Exercise instructions> Can you copy all of the records below word for word, leaving out the pictures?

Supplied material>
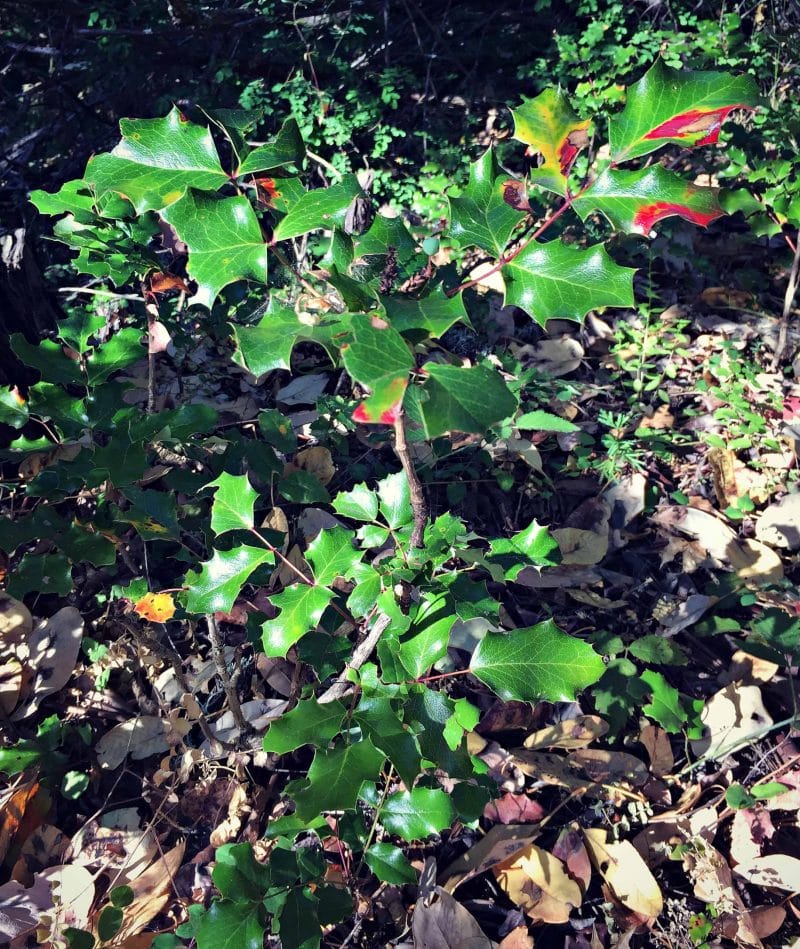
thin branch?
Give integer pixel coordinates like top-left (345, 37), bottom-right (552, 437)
top-left (394, 408), bottom-right (428, 547)
top-left (317, 613), bottom-right (391, 705)
top-left (772, 230), bottom-right (800, 372)
top-left (206, 613), bottom-right (250, 735)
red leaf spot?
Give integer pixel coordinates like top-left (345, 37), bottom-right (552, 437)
top-left (783, 396), bottom-right (800, 422)
top-left (633, 201), bottom-right (723, 234)
top-left (645, 103), bottom-right (752, 145)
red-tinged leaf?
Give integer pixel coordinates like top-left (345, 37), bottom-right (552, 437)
top-left (609, 60), bottom-right (761, 164)
top-left (512, 89), bottom-right (590, 195)
top-left (573, 165), bottom-right (723, 234)
top-left (341, 314), bottom-right (414, 425)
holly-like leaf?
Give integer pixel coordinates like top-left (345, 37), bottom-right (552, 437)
top-left (511, 89), bottom-right (590, 195)
top-left (364, 841), bottom-right (417, 886)
top-left (0, 386), bottom-right (28, 428)
top-left (379, 788), bottom-right (455, 841)
top-left (205, 471), bottom-right (258, 537)
top-left (573, 165), bottom-right (723, 234)
top-left (398, 596), bottom-right (458, 679)
top-left (186, 545), bottom-right (273, 613)
top-left (381, 287), bottom-right (470, 340)
top-left (418, 362), bottom-right (517, 438)
top-left (608, 59), bottom-right (761, 164)
top-left (273, 175), bottom-right (361, 241)
top-left (236, 118), bottom-right (306, 177)
top-left (262, 583), bottom-right (333, 656)
top-left (449, 148), bottom-right (524, 257)
top-left (333, 482), bottom-right (378, 521)
top-left (228, 297), bottom-right (338, 378)
top-left (470, 620), bottom-right (605, 702)
top-left (85, 108), bottom-right (228, 214)
top-left (502, 241), bottom-right (635, 326)
top-left (306, 527), bottom-right (363, 586)
top-left (294, 740), bottom-right (385, 820)
top-left (342, 313), bottom-right (414, 425)
top-left (264, 698), bottom-right (347, 755)
top-left (640, 669), bottom-right (687, 734)
top-left (162, 189), bottom-right (267, 309)
top-left (378, 471), bottom-right (413, 530)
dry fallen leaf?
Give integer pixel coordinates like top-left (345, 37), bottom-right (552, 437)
top-left (11, 606), bottom-right (83, 722)
top-left (411, 886), bottom-right (493, 949)
top-left (583, 827), bottom-right (664, 919)
top-left (692, 682), bottom-right (772, 759)
top-left (492, 844), bottom-right (583, 923)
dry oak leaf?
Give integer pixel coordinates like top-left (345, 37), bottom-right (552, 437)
top-left (583, 827), bottom-right (664, 919)
top-left (133, 593), bottom-right (175, 623)
top-left (492, 844), bottom-right (583, 923)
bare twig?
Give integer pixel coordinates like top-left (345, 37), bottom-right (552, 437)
top-left (317, 613), bottom-right (391, 705)
top-left (772, 230), bottom-right (800, 372)
top-left (206, 613), bottom-right (250, 735)
top-left (394, 409), bottom-right (428, 547)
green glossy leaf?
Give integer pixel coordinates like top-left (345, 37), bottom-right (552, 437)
top-left (236, 118), bottom-right (306, 177)
top-left (572, 165), bottom-right (723, 234)
top-left (0, 386), bottom-right (28, 428)
top-left (85, 108), bottom-right (228, 214)
top-left (205, 471), bottom-right (258, 537)
top-left (262, 583), bottom-right (333, 656)
top-left (229, 298), bottom-right (314, 378)
top-left (6, 553), bottom-right (72, 600)
top-left (378, 471), bottom-right (413, 530)
top-left (194, 900), bottom-right (264, 949)
top-left (294, 740), bottom-right (385, 820)
top-left (640, 669), bottom-right (687, 734)
top-left (306, 527), bottom-right (363, 586)
top-left (608, 59), bottom-right (761, 163)
top-left (264, 698), bottom-right (347, 755)
top-left (501, 241), bottom-right (634, 326)
top-left (379, 788), bottom-right (455, 841)
top-left (449, 148), bottom-right (524, 257)
top-left (162, 189), bottom-right (267, 309)
top-left (511, 89), bottom-right (590, 195)
top-left (381, 287), bottom-right (471, 339)
top-left (470, 620), bottom-right (605, 702)
top-left (398, 596), bottom-right (458, 679)
top-left (186, 545), bottom-right (274, 613)
top-left (412, 362), bottom-right (517, 438)
top-left (514, 409), bottom-right (580, 432)
top-left (273, 175), bottom-right (361, 241)
top-left (364, 842), bottom-right (417, 886)
top-left (211, 843), bottom-right (272, 900)
top-left (486, 519), bottom-right (561, 580)
top-left (97, 906), bottom-right (123, 942)
top-left (342, 314), bottom-right (414, 425)
top-left (333, 482), bottom-right (378, 521)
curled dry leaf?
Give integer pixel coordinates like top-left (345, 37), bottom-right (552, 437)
top-left (692, 682), bottom-right (772, 759)
top-left (440, 824), bottom-right (538, 893)
top-left (492, 844), bottom-right (583, 923)
top-left (522, 715), bottom-right (608, 750)
top-left (0, 591), bottom-right (33, 647)
top-left (11, 606), bottom-right (83, 722)
top-left (95, 715), bottom-right (180, 769)
top-left (411, 886), bottom-right (493, 949)
top-left (583, 827), bottom-right (664, 919)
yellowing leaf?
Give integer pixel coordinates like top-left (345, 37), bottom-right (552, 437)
top-left (133, 593), bottom-right (175, 623)
top-left (583, 827), bottom-right (664, 919)
top-left (494, 844), bottom-right (582, 923)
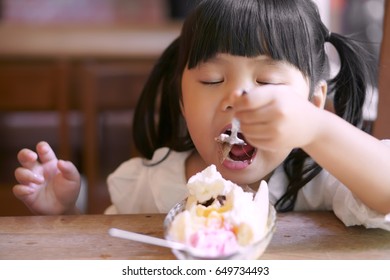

Task response>
thin branch?
Give integer pixel coordinates like top-left (345, 37), bottom-right (552, 437)
top-left (394, 408), bottom-right (428, 547)
top-left (317, 613), bottom-right (391, 705)
top-left (772, 230), bottom-right (800, 372)
top-left (206, 613), bottom-right (250, 735)
red leaf spot?
Give integer pixel coordinates like top-left (345, 37), bottom-right (552, 437)
top-left (783, 396), bottom-right (800, 422)
top-left (633, 201), bottom-right (723, 234)
top-left (645, 103), bottom-right (752, 145)
red-tinged leaf?
Give integer pixel coordinates like top-left (345, 37), bottom-right (552, 437)
top-left (609, 60), bottom-right (761, 164)
top-left (512, 89), bottom-right (590, 195)
top-left (573, 165), bottom-right (723, 234)
top-left (341, 314), bottom-right (414, 425)
holly-like leaf?
Give integer pixel coordinates like top-left (345, 37), bottom-right (552, 437)
top-left (511, 89), bottom-right (590, 195)
top-left (364, 841), bottom-right (417, 886)
top-left (0, 386), bottom-right (28, 428)
top-left (379, 788), bottom-right (455, 841)
top-left (205, 471), bottom-right (258, 537)
top-left (573, 165), bottom-right (723, 234)
top-left (398, 596), bottom-right (458, 679)
top-left (186, 545), bottom-right (273, 613)
top-left (381, 287), bottom-right (470, 340)
top-left (418, 362), bottom-right (517, 438)
top-left (608, 59), bottom-right (761, 164)
top-left (273, 175), bottom-right (361, 241)
top-left (236, 118), bottom-right (306, 177)
top-left (262, 583), bottom-right (333, 656)
top-left (449, 148), bottom-right (524, 257)
top-left (333, 482), bottom-right (378, 521)
top-left (228, 297), bottom-right (338, 378)
top-left (470, 620), bottom-right (605, 702)
top-left (85, 108), bottom-right (228, 214)
top-left (502, 241), bottom-right (635, 326)
top-left (306, 527), bottom-right (363, 586)
top-left (294, 740), bottom-right (385, 820)
top-left (342, 313), bottom-right (414, 425)
top-left (264, 698), bottom-right (347, 755)
top-left (640, 669), bottom-right (687, 734)
top-left (162, 189), bottom-right (267, 309)
top-left (378, 471), bottom-right (413, 530)
dry fallen leaf?
Give integer pixel coordinates like top-left (345, 37), bottom-right (552, 437)
top-left (11, 606), bottom-right (83, 722)
top-left (411, 886), bottom-right (493, 949)
top-left (583, 827), bottom-right (664, 919)
top-left (692, 682), bottom-right (772, 759)
top-left (492, 844), bottom-right (583, 923)
dry oak leaf?
Give integer pixel coordinates like top-left (345, 37), bottom-right (552, 437)
top-left (583, 827), bottom-right (664, 919)
top-left (133, 593), bottom-right (175, 623)
top-left (492, 844), bottom-right (583, 923)
bare twig?
Give integer pixel coordinates like top-left (345, 37), bottom-right (552, 437)
top-left (317, 613), bottom-right (391, 705)
top-left (772, 230), bottom-right (800, 372)
top-left (206, 613), bottom-right (250, 735)
top-left (394, 409), bottom-right (428, 547)
green glossy leaf?
Give integer pixel coordinates like top-left (345, 37), bottom-right (552, 437)
top-left (236, 118), bottom-right (306, 177)
top-left (572, 165), bottom-right (723, 234)
top-left (0, 386), bottom-right (28, 428)
top-left (85, 108), bottom-right (228, 214)
top-left (205, 471), bottom-right (258, 537)
top-left (262, 583), bottom-right (333, 656)
top-left (229, 298), bottom-right (314, 378)
top-left (6, 553), bottom-right (72, 600)
top-left (378, 471), bottom-right (413, 530)
top-left (194, 900), bottom-right (264, 949)
top-left (294, 740), bottom-right (385, 820)
top-left (640, 669), bottom-right (687, 734)
top-left (306, 527), bottom-right (363, 586)
top-left (608, 59), bottom-right (761, 163)
top-left (264, 698), bottom-right (347, 755)
top-left (501, 241), bottom-right (634, 326)
top-left (379, 788), bottom-right (455, 841)
top-left (449, 148), bottom-right (524, 257)
top-left (162, 189), bottom-right (267, 309)
top-left (511, 89), bottom-right (590, 195)
top-left (381, 287), bottom-right (471, 339)
top-left (470, 620), bottom-right (605, 702)
top-left (398, 596), bottom-right (458, 679)
top-left (186, 545), bottom-right (274, 613)
top-left (412, 362), bottom-right (517, 438)
top-left (514, 409), bottom-right (580, 432)
top-left (273, 175), bottom-right (361, 241)
top-left (364, 842), bottom-right (417, 886)
top-left (211, 843), bottom-right (272, 900)
top-left (486, 519), bottom-right (561, 580)
top-left (97, 906), bottom-right (123, 942)
top-left (342, 314), bottom-right (414, 425)
top-left (333, 482), bottom-right (378, 521)
curled dry leaf?
Give integer pixel coordinates like top-left (345, 37), bottom-right (552, 437)
top-left (692, 682), bottom-right (772, 759)
top-left (440, 824), bottom-right (538, 893)
top-left (492, 844), bottom-right (583, 923)
top-left (522, 715), bottom-right (608, 750)
top-left (0, 591), bottom-right (33, 647)
top-left (11, 606), bottom-right (83, 722)
top-left (95, 715), bottom-right (180, 769)
top-left (411, 886), bottom-right (493, 949)
top-left (583, 827), bottom-right (664, 919)
yellowing leaf?
Give integer pixel coordinates like top-left (345, 37), bottom-right (552, 437)
top-left (133, 593), bottom-right (175, 623)
top-left (583, 827), bottom-right (664, 919)
top-left (494, 844), bottom-right (582, 923)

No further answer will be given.